### TASK PROMPT:
Output exactly the lines between the one holding "Guideline: one keypoint per instance of the street" and the last line of the data below, both of those lines included.

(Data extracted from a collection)
··········

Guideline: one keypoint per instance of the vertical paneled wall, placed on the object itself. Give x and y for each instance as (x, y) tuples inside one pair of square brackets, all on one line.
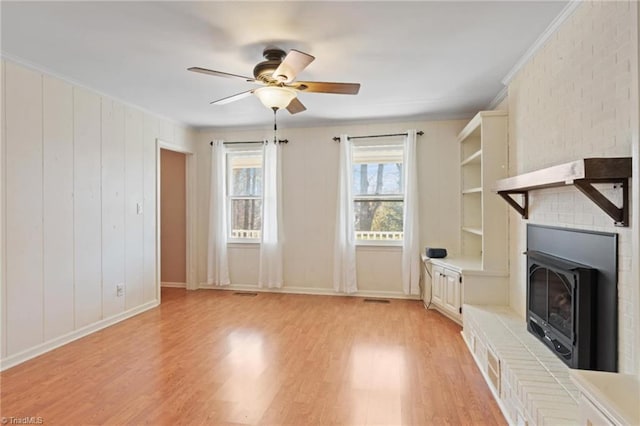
[(24, 236), (58, 237), (79, 209), (87, 207)]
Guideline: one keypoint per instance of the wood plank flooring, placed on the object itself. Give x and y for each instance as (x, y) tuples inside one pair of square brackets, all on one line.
[(212, 357)]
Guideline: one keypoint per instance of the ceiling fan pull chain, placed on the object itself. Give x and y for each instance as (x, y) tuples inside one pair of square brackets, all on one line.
[(275, 126)]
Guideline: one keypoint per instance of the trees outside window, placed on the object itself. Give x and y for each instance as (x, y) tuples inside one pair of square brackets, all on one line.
[(244, 192), (378, 191)]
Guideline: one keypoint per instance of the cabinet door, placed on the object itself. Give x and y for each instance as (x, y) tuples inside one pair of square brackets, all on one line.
[(452, 292), (437, 286)]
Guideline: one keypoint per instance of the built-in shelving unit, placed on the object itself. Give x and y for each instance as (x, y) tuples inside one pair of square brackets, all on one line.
[(478, 273), (483, 160), (582, 174)]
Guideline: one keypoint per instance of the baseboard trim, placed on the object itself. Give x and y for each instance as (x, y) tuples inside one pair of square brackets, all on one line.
[(312, 291), (496, 397), (173, 285), (19, 358)]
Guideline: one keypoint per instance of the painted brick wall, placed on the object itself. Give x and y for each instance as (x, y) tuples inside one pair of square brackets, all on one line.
[(572, 100)]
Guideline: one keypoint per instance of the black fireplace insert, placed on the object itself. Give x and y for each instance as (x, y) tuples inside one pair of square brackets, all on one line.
[(560, 307), (572, 294)]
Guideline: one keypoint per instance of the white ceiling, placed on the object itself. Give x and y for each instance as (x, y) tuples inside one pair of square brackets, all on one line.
[(414, 59)]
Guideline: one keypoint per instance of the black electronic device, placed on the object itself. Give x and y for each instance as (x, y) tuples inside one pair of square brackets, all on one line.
[(436, 253)]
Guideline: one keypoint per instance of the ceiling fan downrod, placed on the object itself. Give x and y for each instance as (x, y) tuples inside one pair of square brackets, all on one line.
[(275, 125)]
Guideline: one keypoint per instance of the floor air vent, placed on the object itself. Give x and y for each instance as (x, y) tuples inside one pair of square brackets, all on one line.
[(377, 301)]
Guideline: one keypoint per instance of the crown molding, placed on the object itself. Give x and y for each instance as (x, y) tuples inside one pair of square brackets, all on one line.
[(546, 34), (46, 71), (499, 98)]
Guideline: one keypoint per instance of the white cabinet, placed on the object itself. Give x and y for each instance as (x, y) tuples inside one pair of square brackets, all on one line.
[(446, 291), (437, 281)]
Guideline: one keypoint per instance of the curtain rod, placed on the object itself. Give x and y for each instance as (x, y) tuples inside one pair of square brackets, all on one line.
[(337, 138), (245, 142)]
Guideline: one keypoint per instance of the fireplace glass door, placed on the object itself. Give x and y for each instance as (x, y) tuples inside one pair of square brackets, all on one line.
[(551, 298)]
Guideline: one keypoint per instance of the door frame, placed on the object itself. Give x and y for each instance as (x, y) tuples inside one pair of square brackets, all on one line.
[(190, 212)]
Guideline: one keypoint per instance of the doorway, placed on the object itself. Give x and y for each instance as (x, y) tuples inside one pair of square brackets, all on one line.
[(173, 219), (175, 209)]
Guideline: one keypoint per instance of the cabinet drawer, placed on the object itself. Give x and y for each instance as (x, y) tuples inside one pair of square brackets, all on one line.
[(493, 370)]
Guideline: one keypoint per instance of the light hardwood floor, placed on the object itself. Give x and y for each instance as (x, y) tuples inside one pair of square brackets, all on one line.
[(212, 357)]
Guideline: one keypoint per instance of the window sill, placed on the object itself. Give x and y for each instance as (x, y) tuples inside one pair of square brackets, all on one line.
[(379, 244), (243, 244)]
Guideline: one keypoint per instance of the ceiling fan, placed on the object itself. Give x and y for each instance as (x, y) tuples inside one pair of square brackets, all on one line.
[(277, 75)]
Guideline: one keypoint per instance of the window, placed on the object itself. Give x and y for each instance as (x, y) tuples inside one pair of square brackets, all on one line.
[(244, 194), (378, 191)]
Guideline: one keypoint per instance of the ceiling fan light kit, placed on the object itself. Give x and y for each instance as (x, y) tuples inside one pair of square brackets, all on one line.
[(275, 96), (277, 74)]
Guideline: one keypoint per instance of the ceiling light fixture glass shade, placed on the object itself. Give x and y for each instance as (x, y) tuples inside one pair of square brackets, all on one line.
[(275, 96)]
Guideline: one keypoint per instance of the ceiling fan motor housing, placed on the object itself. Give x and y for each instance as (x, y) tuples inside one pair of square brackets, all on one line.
[(264, 70)]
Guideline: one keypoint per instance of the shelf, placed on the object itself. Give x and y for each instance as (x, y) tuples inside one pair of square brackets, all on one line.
[(472, 191), (474, 158), (475, 122), (582, 174), (474, 231)]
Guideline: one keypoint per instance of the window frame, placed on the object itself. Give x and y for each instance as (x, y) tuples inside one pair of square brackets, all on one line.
[(381, 144), (236, 152)]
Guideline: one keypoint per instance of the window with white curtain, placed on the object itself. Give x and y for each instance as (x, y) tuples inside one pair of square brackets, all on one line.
[(244, 194), (378, 190)]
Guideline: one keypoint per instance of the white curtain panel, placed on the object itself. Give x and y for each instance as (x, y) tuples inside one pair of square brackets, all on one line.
[(344, 263), (271, 258), (217, 263), (411, 243)]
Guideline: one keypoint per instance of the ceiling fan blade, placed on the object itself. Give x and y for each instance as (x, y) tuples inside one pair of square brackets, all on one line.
[(326, 87), (221, 74), (290, 67), (295, 106), (233, 98)]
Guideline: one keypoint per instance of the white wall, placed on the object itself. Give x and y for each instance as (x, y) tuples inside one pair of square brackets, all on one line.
[(310, 174), (574, 99), (75, 165)]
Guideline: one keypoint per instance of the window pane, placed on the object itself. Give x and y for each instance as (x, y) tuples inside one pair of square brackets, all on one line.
[(246, 218), (377, 178), (245, 177), (378, 220), (246, 181)]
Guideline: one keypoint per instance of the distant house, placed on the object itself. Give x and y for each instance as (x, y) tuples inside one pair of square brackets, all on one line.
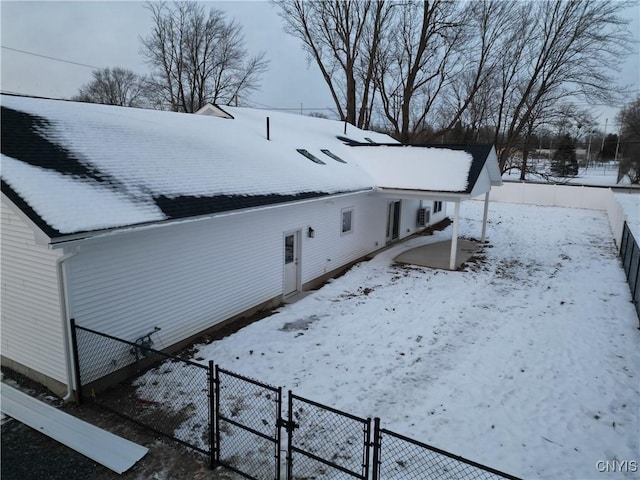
[(127, 219)]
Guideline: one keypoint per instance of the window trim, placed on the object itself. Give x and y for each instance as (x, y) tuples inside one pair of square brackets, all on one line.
[(344, 211)]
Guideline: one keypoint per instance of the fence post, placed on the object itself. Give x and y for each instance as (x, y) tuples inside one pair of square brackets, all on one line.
[(377, 444), (278, 432), (212, 416), (290, 438), (367, 443), (216, 417), (76, 359)]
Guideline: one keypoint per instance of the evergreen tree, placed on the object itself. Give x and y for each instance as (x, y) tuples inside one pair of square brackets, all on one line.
[(564, 162)]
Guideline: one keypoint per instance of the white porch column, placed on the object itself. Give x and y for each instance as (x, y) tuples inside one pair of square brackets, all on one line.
[(484, 218), (454, 237)]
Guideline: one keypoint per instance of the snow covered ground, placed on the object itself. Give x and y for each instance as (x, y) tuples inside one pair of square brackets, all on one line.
[(527, 362), (603, 174)]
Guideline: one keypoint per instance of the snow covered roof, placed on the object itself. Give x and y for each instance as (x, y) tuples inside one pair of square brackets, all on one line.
[(435, 168), (77, 167)]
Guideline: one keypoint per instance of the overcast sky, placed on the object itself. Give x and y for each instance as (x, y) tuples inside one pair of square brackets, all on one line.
[(105, 34)]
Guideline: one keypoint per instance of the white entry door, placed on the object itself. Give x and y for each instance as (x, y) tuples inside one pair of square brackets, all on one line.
[(291, 263)]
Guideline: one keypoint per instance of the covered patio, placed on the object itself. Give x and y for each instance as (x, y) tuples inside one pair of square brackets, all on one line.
[(438, 255), (446, 173)]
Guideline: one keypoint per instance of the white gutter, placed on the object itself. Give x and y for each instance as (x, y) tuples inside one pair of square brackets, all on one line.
[(69, 240), (66, 334)]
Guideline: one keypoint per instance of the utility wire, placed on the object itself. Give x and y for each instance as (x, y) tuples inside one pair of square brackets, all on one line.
[(93, 67)]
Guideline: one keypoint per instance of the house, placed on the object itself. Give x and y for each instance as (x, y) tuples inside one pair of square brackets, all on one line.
[(128, 220)]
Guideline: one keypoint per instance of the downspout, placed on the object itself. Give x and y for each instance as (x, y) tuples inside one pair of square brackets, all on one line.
[(62, 291)]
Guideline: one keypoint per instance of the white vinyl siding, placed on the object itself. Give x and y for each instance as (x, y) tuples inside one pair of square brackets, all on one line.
[(188, 277), (31, 327)]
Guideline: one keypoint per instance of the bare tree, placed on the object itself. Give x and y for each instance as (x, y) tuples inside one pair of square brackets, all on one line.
[(114, 86), (560, 49), (629, 121), (343, 39), (198, 57)]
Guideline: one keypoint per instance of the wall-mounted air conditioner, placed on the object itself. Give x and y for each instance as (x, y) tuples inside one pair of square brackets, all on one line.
[(424, 217)]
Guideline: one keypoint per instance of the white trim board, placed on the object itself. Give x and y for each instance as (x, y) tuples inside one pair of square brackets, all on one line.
[(112, 451)]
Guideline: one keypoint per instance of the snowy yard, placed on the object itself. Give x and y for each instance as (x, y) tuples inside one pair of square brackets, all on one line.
[(527, 362)]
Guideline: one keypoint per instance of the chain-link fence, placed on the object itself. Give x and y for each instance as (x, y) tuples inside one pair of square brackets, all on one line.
[(325, 443), (237, 421), (247, 426), (630, 254), (160, 392), (397, 457)]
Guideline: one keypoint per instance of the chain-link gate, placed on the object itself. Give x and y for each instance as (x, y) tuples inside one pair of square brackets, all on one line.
[(248, 426), (325, 443), (400, 458)]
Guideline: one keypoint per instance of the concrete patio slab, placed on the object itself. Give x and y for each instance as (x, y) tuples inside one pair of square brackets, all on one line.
[(436, 255)]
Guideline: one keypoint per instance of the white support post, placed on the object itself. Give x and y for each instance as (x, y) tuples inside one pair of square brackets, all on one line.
[(484, 218), (454, 237)]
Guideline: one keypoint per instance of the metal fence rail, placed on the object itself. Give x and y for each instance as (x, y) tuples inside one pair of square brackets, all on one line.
[(170, 399), (247, 426), (400, 458), (244, 417), (630, 255), (325, 443)]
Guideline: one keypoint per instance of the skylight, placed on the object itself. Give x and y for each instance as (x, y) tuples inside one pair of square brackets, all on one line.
[(310, 156), (332, 155)]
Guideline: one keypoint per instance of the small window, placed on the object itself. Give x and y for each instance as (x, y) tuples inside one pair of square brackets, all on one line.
[(310, 156), (333, 155), (347, 219)]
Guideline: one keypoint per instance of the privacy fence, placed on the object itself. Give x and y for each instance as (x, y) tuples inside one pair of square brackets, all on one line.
[(239, 423), (630, 255)]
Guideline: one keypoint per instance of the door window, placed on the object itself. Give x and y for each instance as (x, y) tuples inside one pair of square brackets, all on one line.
[(289, 246)]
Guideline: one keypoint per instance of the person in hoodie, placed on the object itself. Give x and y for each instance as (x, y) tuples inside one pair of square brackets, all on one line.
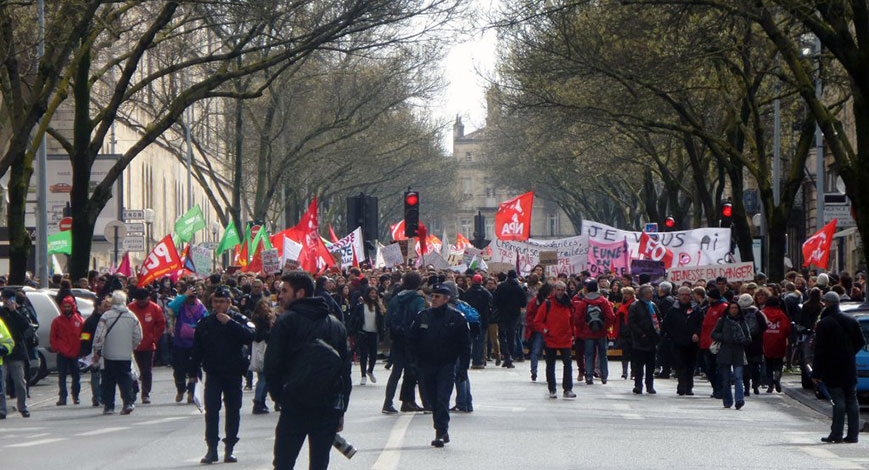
[(717, 308), (118, 334), (756, 322), (733, 334), (554, 318), (684, 325), (593, 317), (66, 341), (775, 342)]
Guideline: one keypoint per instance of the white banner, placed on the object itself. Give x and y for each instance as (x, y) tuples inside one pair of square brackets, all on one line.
[(733, 272), (691, 248)]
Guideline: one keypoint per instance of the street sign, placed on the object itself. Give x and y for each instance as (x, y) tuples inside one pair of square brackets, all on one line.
[(134, 244), (134, 214), (135, 227), (110, 231)]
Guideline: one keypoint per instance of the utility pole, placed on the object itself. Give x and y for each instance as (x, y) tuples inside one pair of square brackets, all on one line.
[(42, 180)]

··········

### ANSWER SPACE:
Guideline: one keypoint per instance of the street sign, placed on the object itself. Give x and y for each instance as (x, y) tuples inside one pair of square brackets, all on one line.
[(134, 244), (134, 214), (135, 227), (110, 231)]
Guideline: one keypoint per instance of the utility pole, placed on the object itself. Give x and y for each instance as (x, y) tuples inside one pair of square brackets, all on one line.
[(42, 180)]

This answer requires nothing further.